• Supplied information:
[START]

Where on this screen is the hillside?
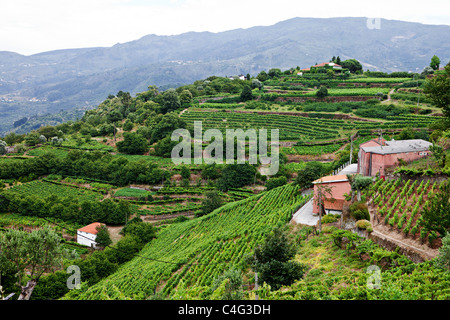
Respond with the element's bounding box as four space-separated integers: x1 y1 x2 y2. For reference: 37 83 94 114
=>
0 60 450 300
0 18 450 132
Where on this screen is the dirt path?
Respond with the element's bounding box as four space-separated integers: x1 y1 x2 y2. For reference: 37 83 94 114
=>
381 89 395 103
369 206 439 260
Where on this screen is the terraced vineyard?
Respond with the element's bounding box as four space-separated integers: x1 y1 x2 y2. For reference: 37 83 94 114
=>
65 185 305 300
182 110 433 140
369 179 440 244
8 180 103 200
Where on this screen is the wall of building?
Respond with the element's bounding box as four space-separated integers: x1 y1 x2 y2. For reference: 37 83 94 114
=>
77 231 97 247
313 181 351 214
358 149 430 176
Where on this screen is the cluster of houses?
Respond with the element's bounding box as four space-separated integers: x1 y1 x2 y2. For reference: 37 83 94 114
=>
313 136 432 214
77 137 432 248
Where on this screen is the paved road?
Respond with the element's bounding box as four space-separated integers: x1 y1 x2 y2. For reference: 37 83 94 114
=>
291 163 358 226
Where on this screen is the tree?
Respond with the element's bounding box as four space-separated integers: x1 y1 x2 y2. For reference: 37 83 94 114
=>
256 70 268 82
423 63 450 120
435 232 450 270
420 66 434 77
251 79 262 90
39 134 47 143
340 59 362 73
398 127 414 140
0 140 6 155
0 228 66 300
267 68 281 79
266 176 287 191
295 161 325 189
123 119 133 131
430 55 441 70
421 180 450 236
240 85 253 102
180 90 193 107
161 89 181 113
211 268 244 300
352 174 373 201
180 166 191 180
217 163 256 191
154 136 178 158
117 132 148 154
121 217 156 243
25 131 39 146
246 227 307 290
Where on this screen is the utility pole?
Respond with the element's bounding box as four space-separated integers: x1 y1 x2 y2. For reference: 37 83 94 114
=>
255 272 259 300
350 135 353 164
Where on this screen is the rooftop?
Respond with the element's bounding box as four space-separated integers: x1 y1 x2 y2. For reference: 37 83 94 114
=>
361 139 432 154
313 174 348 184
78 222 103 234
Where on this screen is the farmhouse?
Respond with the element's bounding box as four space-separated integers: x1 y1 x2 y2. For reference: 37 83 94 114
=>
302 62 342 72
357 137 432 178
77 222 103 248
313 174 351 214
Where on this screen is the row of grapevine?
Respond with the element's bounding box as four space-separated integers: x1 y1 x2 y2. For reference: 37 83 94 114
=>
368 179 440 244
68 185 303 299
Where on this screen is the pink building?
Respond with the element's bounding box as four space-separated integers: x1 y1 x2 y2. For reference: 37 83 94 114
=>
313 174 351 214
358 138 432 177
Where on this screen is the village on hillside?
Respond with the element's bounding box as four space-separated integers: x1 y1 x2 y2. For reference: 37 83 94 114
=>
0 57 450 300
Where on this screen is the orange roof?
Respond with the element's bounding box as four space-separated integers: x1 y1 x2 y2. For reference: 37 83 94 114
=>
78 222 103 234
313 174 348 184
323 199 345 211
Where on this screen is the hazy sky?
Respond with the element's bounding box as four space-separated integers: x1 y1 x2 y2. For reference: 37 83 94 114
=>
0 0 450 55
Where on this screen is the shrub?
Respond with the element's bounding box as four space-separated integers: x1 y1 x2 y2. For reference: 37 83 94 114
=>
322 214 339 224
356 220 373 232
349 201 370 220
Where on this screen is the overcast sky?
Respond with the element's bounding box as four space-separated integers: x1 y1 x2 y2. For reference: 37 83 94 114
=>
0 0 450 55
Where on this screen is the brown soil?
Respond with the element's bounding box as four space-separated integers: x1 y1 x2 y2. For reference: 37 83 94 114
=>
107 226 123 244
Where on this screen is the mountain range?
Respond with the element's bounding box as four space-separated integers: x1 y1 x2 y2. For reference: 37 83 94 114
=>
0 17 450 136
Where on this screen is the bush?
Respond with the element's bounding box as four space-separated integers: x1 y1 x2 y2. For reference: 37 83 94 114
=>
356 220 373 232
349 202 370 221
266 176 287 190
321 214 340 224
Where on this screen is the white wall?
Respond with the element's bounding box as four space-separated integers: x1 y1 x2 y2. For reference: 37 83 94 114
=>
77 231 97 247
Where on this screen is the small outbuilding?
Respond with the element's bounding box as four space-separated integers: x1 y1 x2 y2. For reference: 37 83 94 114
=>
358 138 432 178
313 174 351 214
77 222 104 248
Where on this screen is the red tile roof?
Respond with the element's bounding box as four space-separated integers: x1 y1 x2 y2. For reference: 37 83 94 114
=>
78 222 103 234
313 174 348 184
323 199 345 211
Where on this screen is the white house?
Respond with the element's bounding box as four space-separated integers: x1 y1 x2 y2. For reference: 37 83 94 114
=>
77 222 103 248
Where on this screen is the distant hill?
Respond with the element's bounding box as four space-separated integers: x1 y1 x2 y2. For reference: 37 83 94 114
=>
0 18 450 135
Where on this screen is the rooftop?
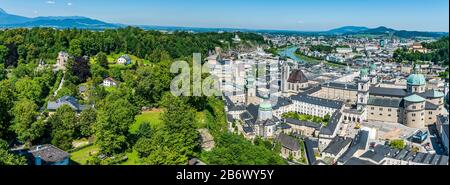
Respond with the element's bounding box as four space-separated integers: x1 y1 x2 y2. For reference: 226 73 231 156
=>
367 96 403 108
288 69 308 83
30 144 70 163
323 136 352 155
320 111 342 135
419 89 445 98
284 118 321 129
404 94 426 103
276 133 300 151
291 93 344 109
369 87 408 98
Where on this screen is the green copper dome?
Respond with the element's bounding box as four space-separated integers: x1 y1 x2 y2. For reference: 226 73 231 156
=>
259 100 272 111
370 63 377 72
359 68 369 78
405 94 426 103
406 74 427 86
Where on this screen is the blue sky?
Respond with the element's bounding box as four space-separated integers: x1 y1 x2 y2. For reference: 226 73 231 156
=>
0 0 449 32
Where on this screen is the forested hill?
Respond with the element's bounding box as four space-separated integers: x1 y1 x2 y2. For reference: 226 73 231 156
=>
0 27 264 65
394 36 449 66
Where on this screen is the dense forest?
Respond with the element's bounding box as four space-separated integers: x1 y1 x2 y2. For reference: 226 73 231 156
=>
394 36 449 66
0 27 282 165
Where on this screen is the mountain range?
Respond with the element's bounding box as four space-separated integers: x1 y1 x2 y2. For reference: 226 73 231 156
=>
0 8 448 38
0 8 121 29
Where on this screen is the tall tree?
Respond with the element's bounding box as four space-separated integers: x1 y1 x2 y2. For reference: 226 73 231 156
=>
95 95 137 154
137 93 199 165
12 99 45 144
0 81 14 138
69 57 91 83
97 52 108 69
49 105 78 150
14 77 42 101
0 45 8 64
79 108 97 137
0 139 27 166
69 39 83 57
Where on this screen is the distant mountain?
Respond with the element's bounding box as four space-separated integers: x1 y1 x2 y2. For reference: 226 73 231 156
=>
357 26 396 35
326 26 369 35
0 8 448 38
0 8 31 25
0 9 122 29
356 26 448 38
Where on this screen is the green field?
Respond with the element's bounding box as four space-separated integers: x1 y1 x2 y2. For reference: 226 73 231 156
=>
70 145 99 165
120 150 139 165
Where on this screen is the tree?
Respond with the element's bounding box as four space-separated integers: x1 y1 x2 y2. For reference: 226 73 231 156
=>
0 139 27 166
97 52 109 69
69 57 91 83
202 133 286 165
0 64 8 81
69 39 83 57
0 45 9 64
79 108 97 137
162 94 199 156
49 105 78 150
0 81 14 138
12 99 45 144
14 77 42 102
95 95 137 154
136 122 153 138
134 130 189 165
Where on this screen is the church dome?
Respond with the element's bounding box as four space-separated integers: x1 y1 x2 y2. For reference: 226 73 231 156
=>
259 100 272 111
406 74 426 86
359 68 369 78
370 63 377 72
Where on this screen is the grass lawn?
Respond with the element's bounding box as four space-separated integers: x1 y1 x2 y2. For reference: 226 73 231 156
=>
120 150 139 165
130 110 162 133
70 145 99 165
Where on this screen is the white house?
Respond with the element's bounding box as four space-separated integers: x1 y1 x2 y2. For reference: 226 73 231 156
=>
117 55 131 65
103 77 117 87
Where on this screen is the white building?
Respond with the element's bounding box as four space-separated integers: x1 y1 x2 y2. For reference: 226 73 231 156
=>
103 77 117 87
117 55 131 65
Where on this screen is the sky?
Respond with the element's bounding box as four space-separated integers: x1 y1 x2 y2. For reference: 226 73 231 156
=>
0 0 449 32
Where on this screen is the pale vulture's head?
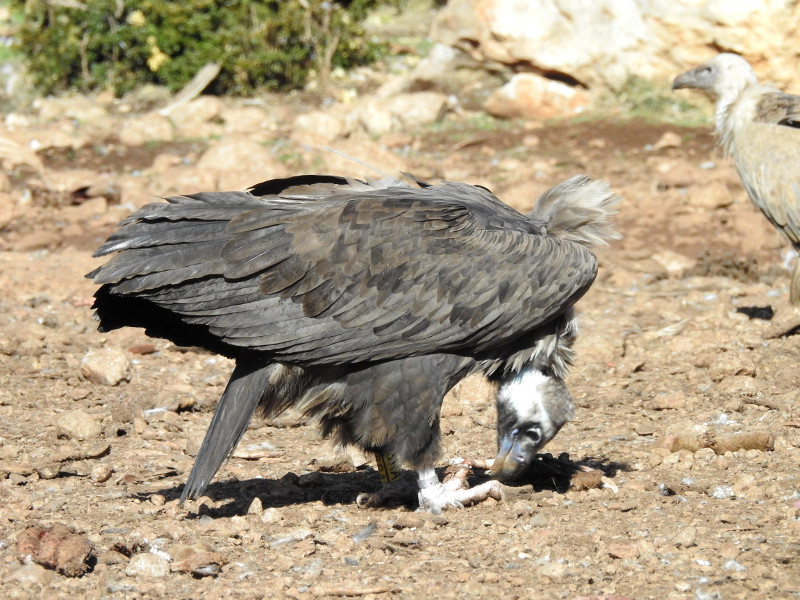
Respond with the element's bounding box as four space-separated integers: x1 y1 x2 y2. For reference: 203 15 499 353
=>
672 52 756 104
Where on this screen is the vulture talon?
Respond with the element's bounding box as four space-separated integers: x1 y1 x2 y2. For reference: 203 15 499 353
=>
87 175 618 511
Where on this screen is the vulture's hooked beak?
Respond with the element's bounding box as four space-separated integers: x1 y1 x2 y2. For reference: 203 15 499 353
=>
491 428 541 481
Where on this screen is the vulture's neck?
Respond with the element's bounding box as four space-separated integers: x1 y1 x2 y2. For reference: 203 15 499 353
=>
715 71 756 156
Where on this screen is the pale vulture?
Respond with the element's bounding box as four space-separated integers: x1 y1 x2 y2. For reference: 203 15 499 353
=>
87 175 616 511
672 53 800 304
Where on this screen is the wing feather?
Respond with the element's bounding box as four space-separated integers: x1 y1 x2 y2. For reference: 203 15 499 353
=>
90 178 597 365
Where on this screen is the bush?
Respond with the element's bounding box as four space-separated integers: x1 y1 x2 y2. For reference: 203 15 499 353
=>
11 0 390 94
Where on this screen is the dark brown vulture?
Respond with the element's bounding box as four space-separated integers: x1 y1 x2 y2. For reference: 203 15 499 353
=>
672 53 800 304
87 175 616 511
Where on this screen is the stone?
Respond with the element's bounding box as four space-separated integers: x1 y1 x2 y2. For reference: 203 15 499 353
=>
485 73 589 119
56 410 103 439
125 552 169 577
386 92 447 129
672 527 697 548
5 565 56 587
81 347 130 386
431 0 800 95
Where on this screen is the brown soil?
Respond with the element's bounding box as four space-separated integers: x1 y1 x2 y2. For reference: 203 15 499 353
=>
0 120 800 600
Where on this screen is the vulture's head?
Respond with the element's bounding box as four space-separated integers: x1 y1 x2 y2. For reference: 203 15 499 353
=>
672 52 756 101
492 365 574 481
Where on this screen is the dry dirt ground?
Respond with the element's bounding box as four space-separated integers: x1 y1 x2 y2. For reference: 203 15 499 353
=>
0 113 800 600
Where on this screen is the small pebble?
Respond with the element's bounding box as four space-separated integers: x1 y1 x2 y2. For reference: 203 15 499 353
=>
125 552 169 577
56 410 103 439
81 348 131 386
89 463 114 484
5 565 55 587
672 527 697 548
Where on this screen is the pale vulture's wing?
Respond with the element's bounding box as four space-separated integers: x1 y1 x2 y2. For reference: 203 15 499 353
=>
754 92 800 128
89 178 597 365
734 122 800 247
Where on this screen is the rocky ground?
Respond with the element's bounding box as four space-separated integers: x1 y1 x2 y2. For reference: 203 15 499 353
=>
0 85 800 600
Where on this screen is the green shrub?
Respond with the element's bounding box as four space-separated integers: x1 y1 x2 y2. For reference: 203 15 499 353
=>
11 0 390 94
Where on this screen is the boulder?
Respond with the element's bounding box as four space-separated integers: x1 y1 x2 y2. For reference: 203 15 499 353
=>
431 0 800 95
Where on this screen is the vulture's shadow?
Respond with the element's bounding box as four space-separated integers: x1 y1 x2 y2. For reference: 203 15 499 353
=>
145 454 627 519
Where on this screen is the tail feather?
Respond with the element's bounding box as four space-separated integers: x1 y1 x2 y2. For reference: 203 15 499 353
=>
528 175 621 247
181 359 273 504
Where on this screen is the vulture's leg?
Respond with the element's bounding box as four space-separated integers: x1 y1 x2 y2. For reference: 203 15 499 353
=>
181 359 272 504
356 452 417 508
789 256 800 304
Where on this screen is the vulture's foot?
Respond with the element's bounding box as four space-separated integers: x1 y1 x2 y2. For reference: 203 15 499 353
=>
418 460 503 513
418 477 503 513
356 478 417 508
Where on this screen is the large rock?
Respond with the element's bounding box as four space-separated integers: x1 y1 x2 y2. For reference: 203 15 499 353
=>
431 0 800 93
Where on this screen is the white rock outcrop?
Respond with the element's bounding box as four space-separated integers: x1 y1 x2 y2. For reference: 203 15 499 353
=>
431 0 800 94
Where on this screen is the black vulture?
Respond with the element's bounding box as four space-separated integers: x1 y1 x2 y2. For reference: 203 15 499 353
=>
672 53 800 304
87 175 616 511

[END]

• Instructions for the task: Give everything from the line containing "Where on this screen is the dirt path?" down to the line containing "68 185 303 299", both included, as a two-column CSV with the headers entry_text and answer. Each entry gets one row, with its text and its answer each in a single quoted field and line breaks replaced by spaces.

• Solution:
entry_text,answer
"Where on this screen is the dirt path? Respond with the element's bounding box as four space-separated integers: x1 y1 x2 y2. For reference: 37 83 94 114 =>","381 89 395 103 369 206 439 260"
"Where on this screen is the terraced vineyard? Respond with the element's bounding box as four space-separated integers: x1 y1 x2 y2. For reference: 37 83 94 114 =>","65 185 305 300 182 110 433 140 369 179 440 244 8 180 103 200"
"Where on this screen is the wall of building? Respond with the element's bounding box as four space-separated integers: x1 y1 x2 y2. For reference: 37 83 94 114 =>","77 231 97 247 313 181 351 214 358 149 430 176"
"Where on this screen is the cluster of houses? Respond with the element's bounding box as four space-separated integers: x1 y1 x2 y2. For reference: 37 83 94 114 =>","313 136 432 214 77 137 432 248"
"Where on this screen is the paved road? Respond with the element's bounding box as four space-separated integers: x1 y1 x2 y2. For reference: 37 83 94 114 =>","291 163 358 226"
"Where on this screen is the tree? Respond with the element's bounding box as four space-separated integers: x1 y1 x2 y2. For reference: 37 83 94 114 =>","256 70 268 82 423 63 450 120 435 232 450 270 420 66 434 77 251 79 262 90 39 134 47 143 340 59 362 73 398 127 414 140 0 140 6 155 0 228 66 300 267 68 281 79 266 176 287 191 295 161 325 189 123 119 133 131 430 55 441 70 421 180 450 236 240 85 253 102 180 90 193 107 161 89 181 113 211 268 244 300 352 174 373 201 180 166 191 180 217 163 256 191 154 136 178 158 117 132 148 154 121 217 156 243 25 131 39 146 246 227 307 290"
"Where on this screen is the utility pole? Respond with the element's bounding box as four space-separated integers: x1 y1 x2 y2. For reference: 37 83 94 114 =>","255 272 259 300 350 135 353 164"
"Where on this screen is the rooftop? Respond with the element's bounding box as four space-separated integers: x1 y1 x2 y2. For reference: 37 83 94 114 =>","361 139 432 154 313 174 348 184 78 222 103 234"
"Where on this screen is the farmhouse? Respond with the element's bounding box as four space-separated integers: x1 y1 x2 y2. For reference: 37 83 94 114 =>","302 62 342 72 357 137 432 178 77 222 103 248 313 174 351 214"
"Where on this screen is the row of grapevine? Respond with the element's bounding box as four space-separated integers: x1 y1 x2 y2. For reference: 37 83 94 114 =>","368 179 440 244 68 185 303 299"